WRITTEN TASKS:
**a)** Rewrite the thread on passing a multirow subselect to `execute using` from the words "score 3 · Accepted" through "in your example?", putting "explain" in place of "clarify".
**b)** Continue the thread on passing a multirow subselect to `execute using` from its last line.

EXTRACTED TEXT:
Multirow subselect as parameter to `execute using`

Question

The multirow subselect will be used in the right hand side of the in operator in the where clause:

create table t (a integer);
insert into t (a) values (1), (9);

drop function if exists f();

create function f()
returns void as $$
begin
execute '
    select a
    from t
    where a in $1
' using (select 1 union select 2);
end;$$
language plpgsql;

select f();

ERROR:  more than one row returned by a subquery used as an expression
CONTEXT:  SQL statement "SELECT (select 1 union select 2)"
PL/pgSQL function "f" line 3 at EXECUTE statement

How to achieve what the above function would if it worked?

score 3 · Accepted Answer · edited Jun 20 '20 at 09:12

3

I see nothing in your question that couldn't more easily be solved with:

SELECT a
FROM   t
JOIN  (VALUES (1), (2)) x(a) USING (a); -- any query returning multiple int

Can you clarify the necessity in your example?

EXTRACTED MATERIAL:

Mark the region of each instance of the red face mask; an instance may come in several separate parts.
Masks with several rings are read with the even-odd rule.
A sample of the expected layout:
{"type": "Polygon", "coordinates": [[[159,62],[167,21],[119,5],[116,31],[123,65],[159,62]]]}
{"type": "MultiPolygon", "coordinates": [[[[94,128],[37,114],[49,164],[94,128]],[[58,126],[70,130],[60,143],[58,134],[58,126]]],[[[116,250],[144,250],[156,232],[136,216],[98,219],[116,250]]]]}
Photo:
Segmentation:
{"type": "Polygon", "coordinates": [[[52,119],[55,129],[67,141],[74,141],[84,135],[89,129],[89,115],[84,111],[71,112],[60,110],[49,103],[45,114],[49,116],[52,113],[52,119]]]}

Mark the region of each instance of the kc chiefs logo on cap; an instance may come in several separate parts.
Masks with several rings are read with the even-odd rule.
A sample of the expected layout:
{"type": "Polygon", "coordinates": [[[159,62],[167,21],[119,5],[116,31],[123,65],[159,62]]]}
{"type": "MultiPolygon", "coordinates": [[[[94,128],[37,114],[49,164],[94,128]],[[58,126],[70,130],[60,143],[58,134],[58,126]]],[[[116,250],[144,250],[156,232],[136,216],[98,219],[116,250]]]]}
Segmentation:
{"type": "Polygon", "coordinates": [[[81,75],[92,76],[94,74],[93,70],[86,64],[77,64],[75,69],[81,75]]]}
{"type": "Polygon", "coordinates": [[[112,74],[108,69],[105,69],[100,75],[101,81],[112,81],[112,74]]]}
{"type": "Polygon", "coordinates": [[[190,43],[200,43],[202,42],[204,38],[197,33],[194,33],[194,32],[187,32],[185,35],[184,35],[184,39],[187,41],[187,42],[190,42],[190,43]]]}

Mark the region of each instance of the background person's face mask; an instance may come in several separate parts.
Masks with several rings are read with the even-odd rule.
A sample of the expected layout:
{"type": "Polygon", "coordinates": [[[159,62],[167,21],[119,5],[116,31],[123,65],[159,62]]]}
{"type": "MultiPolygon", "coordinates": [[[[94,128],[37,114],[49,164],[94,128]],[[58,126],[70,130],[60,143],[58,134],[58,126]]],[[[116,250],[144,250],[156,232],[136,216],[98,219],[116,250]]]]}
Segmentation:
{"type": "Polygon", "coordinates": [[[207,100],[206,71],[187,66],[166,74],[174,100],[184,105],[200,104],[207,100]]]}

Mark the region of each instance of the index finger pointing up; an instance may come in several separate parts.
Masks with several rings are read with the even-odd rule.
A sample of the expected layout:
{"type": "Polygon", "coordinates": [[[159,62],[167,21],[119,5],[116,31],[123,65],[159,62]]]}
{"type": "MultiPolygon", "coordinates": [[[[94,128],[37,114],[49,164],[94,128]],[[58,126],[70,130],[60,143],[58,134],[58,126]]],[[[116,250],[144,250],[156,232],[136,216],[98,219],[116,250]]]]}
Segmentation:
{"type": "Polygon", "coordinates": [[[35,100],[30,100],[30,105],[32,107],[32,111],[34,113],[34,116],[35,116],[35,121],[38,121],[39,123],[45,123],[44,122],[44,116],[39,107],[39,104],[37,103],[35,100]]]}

ANSWERS FOR THE EXERCISE:
**a)**
score 3 · Accepted Answer · edited Jun 20 '20 at 09:12

3

I see nothing in your question that couldn't more easily be solved with:

SELECT a
FROM   t
JOIN  (VALUES (1), (2)) x(a) USING (a); -- any query returning multiple int

Can you explain the necessity in your example?

**b)**
As a proof of concept, this would be simpler / faster:

CREATE OR REPLACE FUNCTION x.f1()
  RETURNS SETOF integer AS
$BODY$
BEGIN
RETURN QUERY EXECUTE '
    SELECT a
    FROM t
    WHERE a = ANY($1)'
USING ARRAY(VALUES (1), (2)); -- any query here
END;
$BODY$
LANGUAGE plpgsql;

Performance of IN () and = ANY()

Your observation is spot on. And there is reason for it. Try:

EXPLAIN ANALYZE SELECT * FROM tbl WHERE id IN (1,2,3);

The query plan will reveal:

Index Cond: (id = ANY ('{1,2,3}'::integer[]))

PostgreSQL transforms the id IN (..) construct into id = ANY(..) internally. These two perform identically - except for a negligible overhead penalty.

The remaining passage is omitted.